Start of Excerpted data

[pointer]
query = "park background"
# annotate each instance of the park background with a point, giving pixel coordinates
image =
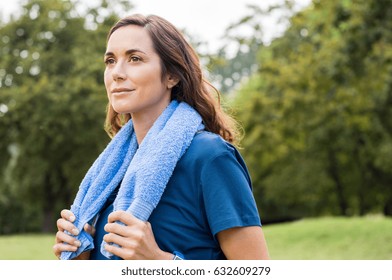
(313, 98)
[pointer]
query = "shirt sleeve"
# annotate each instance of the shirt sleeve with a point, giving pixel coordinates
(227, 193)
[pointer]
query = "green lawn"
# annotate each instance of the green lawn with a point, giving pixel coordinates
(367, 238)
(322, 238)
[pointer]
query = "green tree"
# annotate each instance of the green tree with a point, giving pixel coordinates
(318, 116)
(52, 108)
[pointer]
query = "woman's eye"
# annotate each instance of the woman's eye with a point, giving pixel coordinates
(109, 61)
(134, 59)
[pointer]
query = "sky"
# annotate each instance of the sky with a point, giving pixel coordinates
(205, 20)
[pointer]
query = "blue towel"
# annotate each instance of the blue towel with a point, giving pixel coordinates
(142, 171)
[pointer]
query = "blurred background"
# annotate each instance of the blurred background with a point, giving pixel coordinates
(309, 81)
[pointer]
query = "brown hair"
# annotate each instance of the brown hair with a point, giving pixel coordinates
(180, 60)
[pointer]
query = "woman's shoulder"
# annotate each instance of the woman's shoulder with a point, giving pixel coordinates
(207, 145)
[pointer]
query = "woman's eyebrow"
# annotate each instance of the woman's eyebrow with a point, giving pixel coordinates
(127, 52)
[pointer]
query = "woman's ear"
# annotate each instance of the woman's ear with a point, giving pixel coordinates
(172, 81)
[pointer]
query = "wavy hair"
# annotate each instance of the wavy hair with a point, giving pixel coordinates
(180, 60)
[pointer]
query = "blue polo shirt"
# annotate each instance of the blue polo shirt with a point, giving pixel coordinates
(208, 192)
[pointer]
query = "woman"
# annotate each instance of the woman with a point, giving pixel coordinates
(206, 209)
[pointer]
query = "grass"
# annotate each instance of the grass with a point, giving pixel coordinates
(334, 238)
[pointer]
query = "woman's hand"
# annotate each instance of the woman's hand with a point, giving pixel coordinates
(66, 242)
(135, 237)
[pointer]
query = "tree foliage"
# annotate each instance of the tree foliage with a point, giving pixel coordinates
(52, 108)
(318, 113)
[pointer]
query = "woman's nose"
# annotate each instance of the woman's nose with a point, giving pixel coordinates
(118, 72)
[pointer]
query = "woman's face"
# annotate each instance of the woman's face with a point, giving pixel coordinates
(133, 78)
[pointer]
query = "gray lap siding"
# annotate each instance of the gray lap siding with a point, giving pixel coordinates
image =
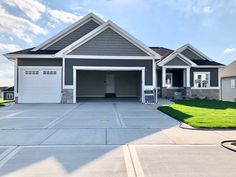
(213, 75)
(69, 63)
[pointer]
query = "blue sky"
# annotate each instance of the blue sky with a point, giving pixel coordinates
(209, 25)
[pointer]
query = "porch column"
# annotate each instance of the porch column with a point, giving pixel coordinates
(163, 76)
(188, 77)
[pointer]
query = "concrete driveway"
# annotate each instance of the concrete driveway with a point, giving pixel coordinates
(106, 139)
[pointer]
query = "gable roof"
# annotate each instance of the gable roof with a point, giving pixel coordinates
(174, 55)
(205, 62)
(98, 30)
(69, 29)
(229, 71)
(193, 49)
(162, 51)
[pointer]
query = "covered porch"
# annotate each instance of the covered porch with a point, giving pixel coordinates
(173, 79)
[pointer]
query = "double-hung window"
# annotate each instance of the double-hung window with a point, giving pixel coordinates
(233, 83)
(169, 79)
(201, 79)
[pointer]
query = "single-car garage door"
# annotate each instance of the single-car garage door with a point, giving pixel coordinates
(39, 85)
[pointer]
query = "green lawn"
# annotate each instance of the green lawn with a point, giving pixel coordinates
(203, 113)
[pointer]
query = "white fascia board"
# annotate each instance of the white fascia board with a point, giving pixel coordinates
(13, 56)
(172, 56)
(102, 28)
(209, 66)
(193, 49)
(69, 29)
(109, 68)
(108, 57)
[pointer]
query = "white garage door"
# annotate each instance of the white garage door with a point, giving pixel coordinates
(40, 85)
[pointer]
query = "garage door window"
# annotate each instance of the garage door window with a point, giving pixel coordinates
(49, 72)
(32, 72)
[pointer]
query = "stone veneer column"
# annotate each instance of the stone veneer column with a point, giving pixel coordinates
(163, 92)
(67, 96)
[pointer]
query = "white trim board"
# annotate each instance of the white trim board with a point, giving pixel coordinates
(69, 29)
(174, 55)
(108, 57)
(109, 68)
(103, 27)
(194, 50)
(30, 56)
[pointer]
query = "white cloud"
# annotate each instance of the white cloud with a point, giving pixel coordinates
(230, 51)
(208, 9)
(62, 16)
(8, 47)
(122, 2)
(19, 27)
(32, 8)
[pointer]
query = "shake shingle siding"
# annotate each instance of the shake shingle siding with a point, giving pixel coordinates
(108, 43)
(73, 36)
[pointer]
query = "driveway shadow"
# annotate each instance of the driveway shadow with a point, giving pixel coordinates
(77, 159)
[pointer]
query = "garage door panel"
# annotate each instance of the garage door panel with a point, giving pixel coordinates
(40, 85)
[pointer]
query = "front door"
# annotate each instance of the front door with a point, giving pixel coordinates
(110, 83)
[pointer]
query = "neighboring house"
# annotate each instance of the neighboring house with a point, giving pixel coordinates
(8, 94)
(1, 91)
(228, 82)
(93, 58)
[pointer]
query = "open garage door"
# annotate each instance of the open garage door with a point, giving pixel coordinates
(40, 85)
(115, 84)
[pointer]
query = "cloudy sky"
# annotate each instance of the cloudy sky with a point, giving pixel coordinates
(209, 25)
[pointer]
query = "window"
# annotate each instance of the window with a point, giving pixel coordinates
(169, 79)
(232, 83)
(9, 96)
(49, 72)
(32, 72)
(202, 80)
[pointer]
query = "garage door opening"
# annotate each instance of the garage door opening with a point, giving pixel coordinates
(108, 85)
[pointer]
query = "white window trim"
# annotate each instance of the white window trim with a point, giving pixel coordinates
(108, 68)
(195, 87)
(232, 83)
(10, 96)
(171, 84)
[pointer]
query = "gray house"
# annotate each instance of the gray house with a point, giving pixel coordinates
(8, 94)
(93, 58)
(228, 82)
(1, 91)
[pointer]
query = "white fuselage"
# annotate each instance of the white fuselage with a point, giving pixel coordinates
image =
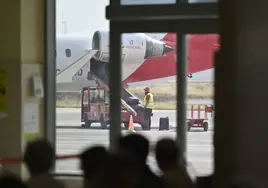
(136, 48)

End of Excerpted data
Start of Excerpted data

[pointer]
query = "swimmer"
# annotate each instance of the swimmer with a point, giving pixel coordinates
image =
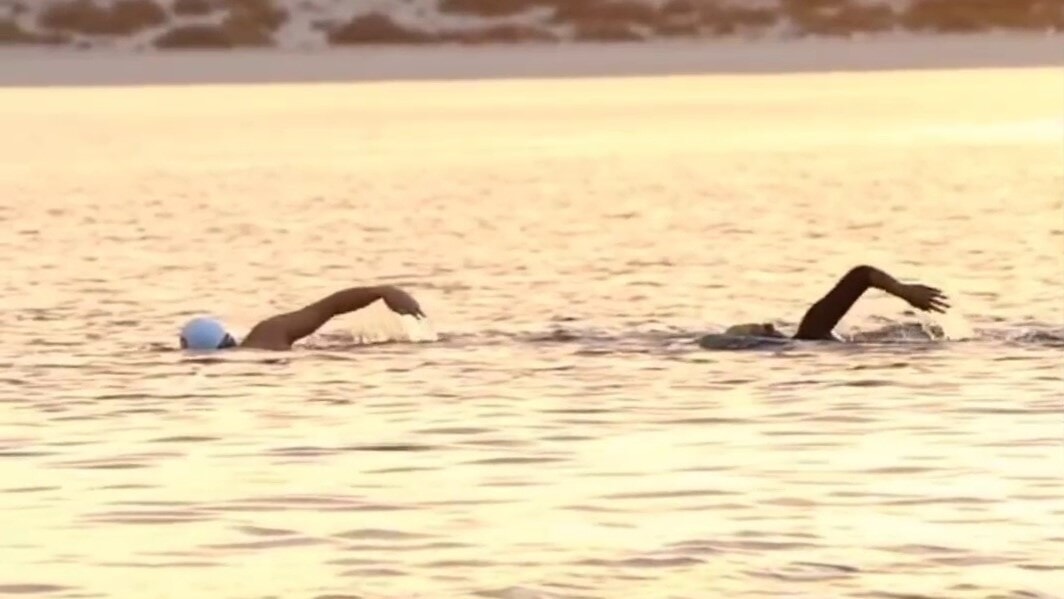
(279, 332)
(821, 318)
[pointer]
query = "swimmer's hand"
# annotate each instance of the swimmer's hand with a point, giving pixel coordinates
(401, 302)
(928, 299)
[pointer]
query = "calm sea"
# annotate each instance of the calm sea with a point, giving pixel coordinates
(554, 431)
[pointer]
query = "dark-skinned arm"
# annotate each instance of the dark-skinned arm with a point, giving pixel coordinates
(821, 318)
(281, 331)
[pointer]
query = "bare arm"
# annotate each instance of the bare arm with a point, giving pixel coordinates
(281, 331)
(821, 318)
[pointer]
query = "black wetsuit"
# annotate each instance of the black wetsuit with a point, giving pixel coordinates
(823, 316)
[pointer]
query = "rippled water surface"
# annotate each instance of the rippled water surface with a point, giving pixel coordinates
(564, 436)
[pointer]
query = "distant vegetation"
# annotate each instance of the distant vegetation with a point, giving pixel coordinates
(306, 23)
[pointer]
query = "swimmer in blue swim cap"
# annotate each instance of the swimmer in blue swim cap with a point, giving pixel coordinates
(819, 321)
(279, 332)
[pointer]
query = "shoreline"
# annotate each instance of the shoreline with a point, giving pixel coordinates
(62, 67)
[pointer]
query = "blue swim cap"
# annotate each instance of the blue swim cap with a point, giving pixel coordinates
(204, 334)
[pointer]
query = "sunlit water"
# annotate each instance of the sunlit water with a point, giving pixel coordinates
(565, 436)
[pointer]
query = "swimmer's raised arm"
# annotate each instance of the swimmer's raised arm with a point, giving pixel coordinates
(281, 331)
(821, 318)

End of Excerpted data

# Work task
Answer with one number only: how many lines above contain the word "fuselage".

# Reply to the task
2